**解くべき課題**
[a] YouTubeの未来についての文章によると、Googleが公開したYouTube事業の2019年の収益はいくらですか。
[b] YouTubeの未来についての文章のうち、「日本での動きはというと、今や」で始まり「流のプラットフォームでした。」まで続く部分を、そのまま書き写してください。

**本文抜粋**
--------------------------------

結論
- YouTubeはテレビの歴史を10倍の速さでトーレスしていく
- 5Gの普及により動画を視聴する人および動画をアップロードする人が爆発的に増える
- 巨大資本が参入してくることにより、高品質の動画が求められるようになってくる
YouTubeにはこれからどんな未来が待っているの?
YouTubeは2006年にGoogleがベンチャーキャピタルから買収して、その名が知られるようになってきました。
日本での動きはというと、今や大人気YouTuberのヒカキンが2008年に初投稿しています。
ヒカキンは趣味で動画投稿していただけなので、YouTubeがここまで伸びるということを見越していたとは考えられませんが、どちらにせよYouTubeは人の人生を大きく変えるほどの巨大なプラットフォームに成長しています。
最近では、Googleが2019年第4四半期と2019年通年の決算情報にて、初めてYouTube事業の収益を公開しましたが、2017年が81億ドル、2018年が111億ドル、2019年が151億ドルとのことです。
この2017年から2018年にかけて前年度比で30%、2018年から2019年にかけて40%ほど収益が大きくなっており、これらの数字からもいかにYouTubeが巨大な市場になりつつあるかがわかります。
YouTubeはヒカキンやはじめしゃちょーから始まり、今や子供から大人まで多くの人が気軽にアップロードするようになるまで普及してきました。
圧倒的なスピードで市場が広がりつつあるYouTubeですが、これからこのYouTubeの未来はどうなっていくのでしょうか?
これまでも多くの著名人が言及してきたことも参考にしつつ、自分の考察も織り交ぜながらYouTubeの近未来について予想してみたいと思います。
テレビの歴史を10倍の早さでトレースしていく
YouTubeは、その初期段階においてはヒカキンなどのパイオニア達が、キッズ向けの動画を多く出していたように、もともとキッズ向けの動画が主流のプラットフォームでした。

--------------------------------

コレクションから抽出したデータ
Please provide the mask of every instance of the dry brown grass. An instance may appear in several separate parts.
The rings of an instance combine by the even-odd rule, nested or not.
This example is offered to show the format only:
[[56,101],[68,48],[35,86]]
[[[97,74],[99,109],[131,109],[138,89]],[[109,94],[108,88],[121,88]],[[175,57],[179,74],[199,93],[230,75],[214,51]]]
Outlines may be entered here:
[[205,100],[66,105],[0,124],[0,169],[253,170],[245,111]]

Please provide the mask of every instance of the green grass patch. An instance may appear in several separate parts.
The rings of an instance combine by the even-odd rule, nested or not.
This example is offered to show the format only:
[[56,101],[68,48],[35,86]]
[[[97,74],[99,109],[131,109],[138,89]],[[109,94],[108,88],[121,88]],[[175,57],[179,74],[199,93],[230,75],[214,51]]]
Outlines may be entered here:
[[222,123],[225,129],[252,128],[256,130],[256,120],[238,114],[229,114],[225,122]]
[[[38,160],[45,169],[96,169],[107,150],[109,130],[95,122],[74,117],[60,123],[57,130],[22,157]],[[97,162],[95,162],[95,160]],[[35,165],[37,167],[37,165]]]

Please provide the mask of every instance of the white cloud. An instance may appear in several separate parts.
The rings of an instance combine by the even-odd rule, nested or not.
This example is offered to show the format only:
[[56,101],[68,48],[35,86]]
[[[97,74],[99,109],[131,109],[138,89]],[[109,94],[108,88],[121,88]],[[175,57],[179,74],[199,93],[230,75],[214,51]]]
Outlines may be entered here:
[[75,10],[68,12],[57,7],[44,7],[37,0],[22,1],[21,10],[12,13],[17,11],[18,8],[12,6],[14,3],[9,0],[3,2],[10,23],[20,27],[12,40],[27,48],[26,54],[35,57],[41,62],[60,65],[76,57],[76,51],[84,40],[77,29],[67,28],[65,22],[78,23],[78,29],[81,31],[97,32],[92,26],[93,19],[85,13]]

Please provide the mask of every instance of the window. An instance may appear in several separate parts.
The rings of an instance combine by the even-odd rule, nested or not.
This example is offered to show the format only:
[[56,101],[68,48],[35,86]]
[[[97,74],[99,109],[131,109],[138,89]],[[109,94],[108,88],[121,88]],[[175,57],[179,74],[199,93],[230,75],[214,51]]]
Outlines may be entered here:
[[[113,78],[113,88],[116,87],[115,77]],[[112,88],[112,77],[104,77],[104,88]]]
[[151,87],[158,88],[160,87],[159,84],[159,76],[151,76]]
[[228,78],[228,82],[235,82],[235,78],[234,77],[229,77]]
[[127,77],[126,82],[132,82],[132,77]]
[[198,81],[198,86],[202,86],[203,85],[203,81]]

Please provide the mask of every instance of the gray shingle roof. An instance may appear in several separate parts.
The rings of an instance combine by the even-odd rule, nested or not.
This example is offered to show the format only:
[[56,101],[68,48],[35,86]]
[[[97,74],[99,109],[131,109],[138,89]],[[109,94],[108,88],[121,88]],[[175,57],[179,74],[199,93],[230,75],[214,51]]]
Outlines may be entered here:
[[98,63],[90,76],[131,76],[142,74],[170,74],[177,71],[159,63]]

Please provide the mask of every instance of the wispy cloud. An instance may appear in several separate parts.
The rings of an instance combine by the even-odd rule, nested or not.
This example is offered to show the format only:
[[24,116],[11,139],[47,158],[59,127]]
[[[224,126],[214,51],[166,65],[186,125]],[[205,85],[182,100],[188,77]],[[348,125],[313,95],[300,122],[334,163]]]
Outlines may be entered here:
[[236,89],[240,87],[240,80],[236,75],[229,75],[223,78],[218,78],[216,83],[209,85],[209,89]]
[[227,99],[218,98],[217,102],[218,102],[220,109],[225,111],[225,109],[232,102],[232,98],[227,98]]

--------------------------------

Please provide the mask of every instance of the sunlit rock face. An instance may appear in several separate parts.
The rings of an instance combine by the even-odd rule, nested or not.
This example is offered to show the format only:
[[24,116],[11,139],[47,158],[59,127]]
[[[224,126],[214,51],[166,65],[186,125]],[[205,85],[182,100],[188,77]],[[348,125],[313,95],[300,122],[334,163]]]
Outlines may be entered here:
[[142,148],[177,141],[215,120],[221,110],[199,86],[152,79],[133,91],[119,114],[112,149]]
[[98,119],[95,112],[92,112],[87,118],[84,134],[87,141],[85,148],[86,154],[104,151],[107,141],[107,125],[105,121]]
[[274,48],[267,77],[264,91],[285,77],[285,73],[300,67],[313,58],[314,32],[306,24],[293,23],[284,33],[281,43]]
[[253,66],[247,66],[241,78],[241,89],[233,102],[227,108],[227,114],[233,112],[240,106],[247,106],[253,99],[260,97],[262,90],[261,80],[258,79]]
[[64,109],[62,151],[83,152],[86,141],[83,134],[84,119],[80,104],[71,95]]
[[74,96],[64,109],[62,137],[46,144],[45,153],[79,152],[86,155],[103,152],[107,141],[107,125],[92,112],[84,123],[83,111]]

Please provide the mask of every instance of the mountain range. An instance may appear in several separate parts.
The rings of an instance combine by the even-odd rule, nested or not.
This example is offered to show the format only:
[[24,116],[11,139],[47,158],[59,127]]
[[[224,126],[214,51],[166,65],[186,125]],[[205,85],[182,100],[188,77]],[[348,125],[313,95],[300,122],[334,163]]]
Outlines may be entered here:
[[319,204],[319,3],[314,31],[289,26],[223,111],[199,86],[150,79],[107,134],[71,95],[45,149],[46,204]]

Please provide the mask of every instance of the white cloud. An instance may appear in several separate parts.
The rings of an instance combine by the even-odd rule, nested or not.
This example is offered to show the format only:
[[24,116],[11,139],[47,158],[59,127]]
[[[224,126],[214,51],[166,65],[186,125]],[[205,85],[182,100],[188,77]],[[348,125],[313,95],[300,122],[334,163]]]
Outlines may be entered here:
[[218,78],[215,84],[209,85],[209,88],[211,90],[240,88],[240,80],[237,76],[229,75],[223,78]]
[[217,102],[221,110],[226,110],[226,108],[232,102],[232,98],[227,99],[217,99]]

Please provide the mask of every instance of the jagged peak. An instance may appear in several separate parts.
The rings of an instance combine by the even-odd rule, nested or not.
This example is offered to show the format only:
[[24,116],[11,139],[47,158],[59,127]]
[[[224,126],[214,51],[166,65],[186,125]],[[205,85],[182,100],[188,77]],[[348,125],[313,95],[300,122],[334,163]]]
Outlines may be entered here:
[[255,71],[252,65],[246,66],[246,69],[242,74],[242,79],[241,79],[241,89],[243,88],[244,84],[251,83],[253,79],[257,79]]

--------------------------------

**課題別の結果**
[a] 151億ドル

[b]
日本での動きはというと、今や大人気YouTuberのヒカキンが2008年に初投稿しています。
ヒカキンは趣味で動画投稿していただけなので、YouTubeがここまで伸びるということを見越していたとは考えられませんが、どちらにせよYouTubeは人の人生を大きく変えるほどの巨大なプラットフォームに成長しています。
最近では、Googleが2019年第4四半期と2019年通年の決算情報にて、初めてYouTube事業の収益を公開しましたが、2017年が81億ドル、2018年が111億ドル、2019年が151億ドルとのことです。
この2017年から2018年にかけて前年度比で30%、2018年から2019年にかけて40%ほど収益が大きくなっており、これらの数字からもいかにYouTubeが巨大な市場になりつつあるかがわかります。
YouTubeはヒカキンやはじめしゃちょーから始まり、今や子供から大人まで多くの人が気軽にアップロードするようになるまで普及してきました。
圧倒的なスピードで市場が広がりつつあるYouTubeですが、これからこのYouTubeの未来はどうなっていくのでしょうか?
これまでも多くの著名人が言及してきたことも参考にしつつ、自分の考察も織り交ぜながらYouTubeの近未来について予想してみたいと思います。
テレビの歴史を10倍の早さでトレースしていく
YouTubeは、その初期段階においてはヒカキンなどのパイオニア達が、キッズ向けの動画を多く出していたように、もともとキッズ向けの動画が主流のプラットフォームでした。